A Rethinking the Tasks and Institutions

There is no shortage of criticism that has been directed at the existing approach. It has been variously described by its critics as piecemeal, ad hoc, inconsistent, incoherent, half-hearted, uncommitted, ambiguous, hypocritical, and so on. Indeed, we use some of these terms ourselves elsewhere in this article in relation to specific policies.

Nevertheless, it must be emphasized that the existing policies, in their totality, are not misconceived, misguided or wholly inadequate. In fact, it is not necessary for there to be a radical departure from the policies that are currently in place. On the contrary, in many respects existing arrangements provide an appropriate basis upon which to construct the new, much-needed policy.

Stated differently, most of the important pieces of the jigsaw puzzle that are required to make up an EU human rights policy already exist in a recognizable form. What now needs to be done is to put them in their correct places and to provide the glue that is indispensable for holding them together as part of a single picture.

As a prelude to identifying the principal elements for a new policy, it is appropriate first of all to emphasize what the policy is not about. Thus, the proposed new policy:

While some changes of this nature might be desirable at some stage in the future, none of them is essential for the implementation of the principal parts of the package that is proposed below.

▸ Collected data:
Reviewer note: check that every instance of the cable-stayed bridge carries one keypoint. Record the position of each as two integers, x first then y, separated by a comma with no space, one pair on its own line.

▸ What you need to do:
a – In the passage on rethinking EU human rights policy, rewrite the part from "Stated differently, most" to "a single picture.", using "mosaic" in place of "jigsaw puzzle".
b – According to the passage on rethinking EU human rights policy, what now needs to be done with the pieces that already exist?

▸ Answers for this exercise:
a –
Stated differently, most of the important pieces of the mosaic that are required to make up an EU human rights policy already exist in a recognizable form. What now needs to be done is to put them in their correct places and to provide the glue that is indispensable for holding them together as part of a single picture.

b – They need to be put in their correct places, with the glue that holds them together as part of a single picture.